Short problem. From the line with "Would you mind indicating the turquoise" through the final line, please write out the listing exactly, including both of those lines.

Input records.
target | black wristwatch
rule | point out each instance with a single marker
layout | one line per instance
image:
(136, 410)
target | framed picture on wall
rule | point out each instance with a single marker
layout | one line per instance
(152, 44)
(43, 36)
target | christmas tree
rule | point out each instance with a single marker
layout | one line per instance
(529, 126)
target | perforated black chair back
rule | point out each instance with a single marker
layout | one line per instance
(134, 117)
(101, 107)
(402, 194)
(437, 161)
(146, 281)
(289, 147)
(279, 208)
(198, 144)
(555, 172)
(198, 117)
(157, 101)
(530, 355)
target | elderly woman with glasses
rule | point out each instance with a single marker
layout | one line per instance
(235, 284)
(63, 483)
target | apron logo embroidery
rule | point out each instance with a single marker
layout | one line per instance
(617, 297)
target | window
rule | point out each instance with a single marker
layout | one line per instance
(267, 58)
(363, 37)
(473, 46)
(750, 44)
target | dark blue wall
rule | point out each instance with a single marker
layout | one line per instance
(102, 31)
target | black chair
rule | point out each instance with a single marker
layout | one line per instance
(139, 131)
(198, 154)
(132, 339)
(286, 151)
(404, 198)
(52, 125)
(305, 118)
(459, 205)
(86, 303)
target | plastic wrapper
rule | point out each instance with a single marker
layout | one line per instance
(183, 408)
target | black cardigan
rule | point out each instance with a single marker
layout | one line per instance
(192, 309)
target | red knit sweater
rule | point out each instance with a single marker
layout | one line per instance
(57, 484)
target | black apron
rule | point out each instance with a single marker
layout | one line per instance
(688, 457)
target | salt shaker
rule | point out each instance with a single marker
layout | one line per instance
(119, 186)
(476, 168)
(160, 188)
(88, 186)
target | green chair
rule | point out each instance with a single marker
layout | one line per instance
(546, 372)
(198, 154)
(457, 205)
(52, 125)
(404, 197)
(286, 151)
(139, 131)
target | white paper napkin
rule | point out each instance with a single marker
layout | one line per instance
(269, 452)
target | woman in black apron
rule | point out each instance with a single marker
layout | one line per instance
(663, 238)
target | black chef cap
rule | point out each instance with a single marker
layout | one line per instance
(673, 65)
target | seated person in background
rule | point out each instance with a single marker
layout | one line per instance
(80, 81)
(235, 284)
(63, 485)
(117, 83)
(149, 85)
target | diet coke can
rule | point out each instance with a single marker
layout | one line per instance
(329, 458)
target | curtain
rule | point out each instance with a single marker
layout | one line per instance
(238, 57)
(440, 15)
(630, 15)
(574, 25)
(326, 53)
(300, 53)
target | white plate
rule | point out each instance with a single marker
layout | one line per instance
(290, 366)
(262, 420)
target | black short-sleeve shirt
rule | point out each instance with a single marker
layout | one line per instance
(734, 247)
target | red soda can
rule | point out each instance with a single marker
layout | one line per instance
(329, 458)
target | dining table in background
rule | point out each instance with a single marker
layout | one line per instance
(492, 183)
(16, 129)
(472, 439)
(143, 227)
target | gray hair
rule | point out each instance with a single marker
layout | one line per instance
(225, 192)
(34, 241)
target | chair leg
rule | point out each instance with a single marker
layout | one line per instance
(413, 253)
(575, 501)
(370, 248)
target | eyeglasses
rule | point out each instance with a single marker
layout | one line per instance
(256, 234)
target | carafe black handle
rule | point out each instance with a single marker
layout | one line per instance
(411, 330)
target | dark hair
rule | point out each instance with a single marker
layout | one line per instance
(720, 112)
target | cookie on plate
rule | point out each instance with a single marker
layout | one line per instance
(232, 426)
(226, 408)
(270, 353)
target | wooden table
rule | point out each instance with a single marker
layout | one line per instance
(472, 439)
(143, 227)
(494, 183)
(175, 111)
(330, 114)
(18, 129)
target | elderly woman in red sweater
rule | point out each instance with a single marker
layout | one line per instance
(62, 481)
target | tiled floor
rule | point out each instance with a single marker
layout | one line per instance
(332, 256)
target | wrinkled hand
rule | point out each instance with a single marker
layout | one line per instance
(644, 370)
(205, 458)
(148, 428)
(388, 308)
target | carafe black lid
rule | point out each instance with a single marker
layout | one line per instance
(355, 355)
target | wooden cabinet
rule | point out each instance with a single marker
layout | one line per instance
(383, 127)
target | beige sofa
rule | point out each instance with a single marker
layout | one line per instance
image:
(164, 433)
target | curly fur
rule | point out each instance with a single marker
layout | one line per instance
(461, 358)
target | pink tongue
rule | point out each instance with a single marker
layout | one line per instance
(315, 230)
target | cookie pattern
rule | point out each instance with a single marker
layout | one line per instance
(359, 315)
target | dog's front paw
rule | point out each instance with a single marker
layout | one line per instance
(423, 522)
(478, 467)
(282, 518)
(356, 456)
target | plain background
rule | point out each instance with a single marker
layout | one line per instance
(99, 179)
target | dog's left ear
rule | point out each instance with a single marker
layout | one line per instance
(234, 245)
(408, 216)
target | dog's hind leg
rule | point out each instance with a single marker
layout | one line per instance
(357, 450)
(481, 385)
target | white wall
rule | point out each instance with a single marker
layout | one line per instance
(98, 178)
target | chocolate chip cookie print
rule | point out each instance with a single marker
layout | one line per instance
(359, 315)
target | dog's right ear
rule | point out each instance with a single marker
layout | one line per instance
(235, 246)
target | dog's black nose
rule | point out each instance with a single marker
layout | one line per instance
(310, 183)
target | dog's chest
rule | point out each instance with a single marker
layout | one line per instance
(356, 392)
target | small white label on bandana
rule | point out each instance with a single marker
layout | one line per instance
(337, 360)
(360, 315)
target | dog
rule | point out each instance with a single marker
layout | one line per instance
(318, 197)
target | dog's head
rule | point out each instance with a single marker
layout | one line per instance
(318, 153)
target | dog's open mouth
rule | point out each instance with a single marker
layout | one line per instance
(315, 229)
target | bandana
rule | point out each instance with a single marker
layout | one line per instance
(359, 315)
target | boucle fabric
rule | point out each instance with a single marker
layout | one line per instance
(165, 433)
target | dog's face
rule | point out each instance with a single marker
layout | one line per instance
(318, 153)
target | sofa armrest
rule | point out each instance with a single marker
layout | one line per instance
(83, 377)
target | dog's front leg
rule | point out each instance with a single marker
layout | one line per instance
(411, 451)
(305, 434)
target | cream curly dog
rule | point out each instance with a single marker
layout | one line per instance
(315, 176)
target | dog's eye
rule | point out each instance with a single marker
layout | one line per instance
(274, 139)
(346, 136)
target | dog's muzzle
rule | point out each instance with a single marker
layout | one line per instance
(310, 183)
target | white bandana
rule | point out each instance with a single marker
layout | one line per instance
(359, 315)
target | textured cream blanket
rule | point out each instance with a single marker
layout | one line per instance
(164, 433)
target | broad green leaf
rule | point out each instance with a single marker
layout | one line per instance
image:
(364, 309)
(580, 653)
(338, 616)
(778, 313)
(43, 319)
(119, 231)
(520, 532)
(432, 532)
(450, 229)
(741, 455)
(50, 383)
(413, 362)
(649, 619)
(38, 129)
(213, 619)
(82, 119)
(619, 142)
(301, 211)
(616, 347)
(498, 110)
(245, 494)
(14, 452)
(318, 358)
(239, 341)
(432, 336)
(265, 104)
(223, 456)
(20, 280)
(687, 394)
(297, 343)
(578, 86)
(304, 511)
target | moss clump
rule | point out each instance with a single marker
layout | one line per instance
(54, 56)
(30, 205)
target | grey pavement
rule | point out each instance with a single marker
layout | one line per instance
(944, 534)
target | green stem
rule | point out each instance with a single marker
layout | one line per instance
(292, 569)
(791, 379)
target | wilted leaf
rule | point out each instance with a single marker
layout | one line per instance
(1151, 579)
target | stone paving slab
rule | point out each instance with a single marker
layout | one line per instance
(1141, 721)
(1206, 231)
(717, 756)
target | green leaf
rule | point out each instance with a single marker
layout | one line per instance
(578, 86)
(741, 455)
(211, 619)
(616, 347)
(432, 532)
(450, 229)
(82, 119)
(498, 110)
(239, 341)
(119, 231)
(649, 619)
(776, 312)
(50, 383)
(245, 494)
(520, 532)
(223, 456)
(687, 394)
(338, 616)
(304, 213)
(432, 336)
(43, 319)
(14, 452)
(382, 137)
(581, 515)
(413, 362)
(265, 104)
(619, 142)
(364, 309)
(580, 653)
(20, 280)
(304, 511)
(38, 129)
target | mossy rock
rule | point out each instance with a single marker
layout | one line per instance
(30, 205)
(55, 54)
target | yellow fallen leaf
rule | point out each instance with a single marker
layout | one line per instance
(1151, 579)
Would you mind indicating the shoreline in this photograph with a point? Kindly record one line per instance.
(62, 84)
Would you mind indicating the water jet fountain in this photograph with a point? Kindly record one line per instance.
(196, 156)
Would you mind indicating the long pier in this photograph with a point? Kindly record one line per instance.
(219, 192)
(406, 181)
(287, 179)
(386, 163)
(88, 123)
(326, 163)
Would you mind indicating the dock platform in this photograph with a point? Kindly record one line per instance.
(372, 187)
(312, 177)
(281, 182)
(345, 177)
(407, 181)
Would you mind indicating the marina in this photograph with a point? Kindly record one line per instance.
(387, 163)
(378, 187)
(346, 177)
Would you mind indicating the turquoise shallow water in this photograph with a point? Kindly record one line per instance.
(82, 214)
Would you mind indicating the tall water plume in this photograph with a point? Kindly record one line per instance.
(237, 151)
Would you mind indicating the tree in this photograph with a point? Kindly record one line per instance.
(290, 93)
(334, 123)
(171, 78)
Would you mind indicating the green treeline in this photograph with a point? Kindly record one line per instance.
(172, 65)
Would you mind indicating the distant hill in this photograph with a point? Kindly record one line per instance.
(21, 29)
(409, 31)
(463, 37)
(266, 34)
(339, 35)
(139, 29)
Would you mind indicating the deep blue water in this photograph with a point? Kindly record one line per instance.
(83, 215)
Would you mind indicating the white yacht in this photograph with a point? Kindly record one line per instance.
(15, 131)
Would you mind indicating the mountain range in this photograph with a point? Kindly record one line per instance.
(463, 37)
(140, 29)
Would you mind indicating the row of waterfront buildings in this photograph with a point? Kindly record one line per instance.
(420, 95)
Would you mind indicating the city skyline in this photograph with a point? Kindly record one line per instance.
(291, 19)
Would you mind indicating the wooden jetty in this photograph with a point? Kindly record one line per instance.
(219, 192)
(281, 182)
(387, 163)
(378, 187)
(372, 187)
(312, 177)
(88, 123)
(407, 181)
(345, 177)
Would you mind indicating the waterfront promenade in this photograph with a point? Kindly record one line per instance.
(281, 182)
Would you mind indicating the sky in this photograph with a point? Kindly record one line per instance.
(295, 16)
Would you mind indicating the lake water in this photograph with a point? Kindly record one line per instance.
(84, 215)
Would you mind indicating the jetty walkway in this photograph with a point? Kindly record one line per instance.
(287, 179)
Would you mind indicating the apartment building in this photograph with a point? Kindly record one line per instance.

Solution to this problem.
Would you mind indicating the turquoise shallow water in this photograph with a point? Kindly record one line per instance.
(82, 214)
Would you mind indicating the tall water plume in this photograph with a point? Kindly record one line per instance.
(237, 151)
Would you mind indicating the tree in this photograph with a point? Kindly record one line per instance.
(290, 93)
(334, 123)
(171, 78)
Would you mind indicating the green treeline in this photograph with a point? Kindly record one line per instance.
(172, 65)
Would you mind indicating the distant hill in this photograph with a point? Kindly record one line per instance.
(21, 29)
(409, 31)
(463, 37)
(266, 34)
(339, 35)
(139, 29)
Would you mind indicating the deep blue water in this photograph with a point? Kindly record one line per instance.
(83, 215)
Would you mind indicating the white yacht in this photograph with a point? Kindly record one line per instance.
(15, 131)
Would you mind indicating the mountain range in this photograph with a point? Kindly record one line per instance.
(463, 37)
(140, 29)
Would you mind indicating the row of waterfront buildings in this photograph with a point? Kindly record one line per instance.
(420, 95)
Would you mind indicating the city skyline in this photograph with a point? Kindly record one line per instance.
(291, 19)
Would you mind indicating the wooden jetty in this photograph with a point? Kindly record one line per instance.
(219, 192)
(281, 182)
(387, 163)
(378, 187)
(372, 187)
(312, 177)
(88, 123)
(407, 181)
(345, 177)
Would you mind indicating the waterfront promenade in this photograph with a point? Kindly record one line per instance.
(281, 182)
Would you mind indicating the sky in this photograph with a point? Kindly record one line per instance.
(295, 16)
Would you mind indicating the lake water in this photograph with a point? Kindly record one line per instance.
(84, 215)
Would you mind indicating the jetty walkway in this photograph with a point? Kindly record one line per instance.
(287, 179)
Would you mind indicating the apartment building in this photograph with a point? Kindly record one line per instance.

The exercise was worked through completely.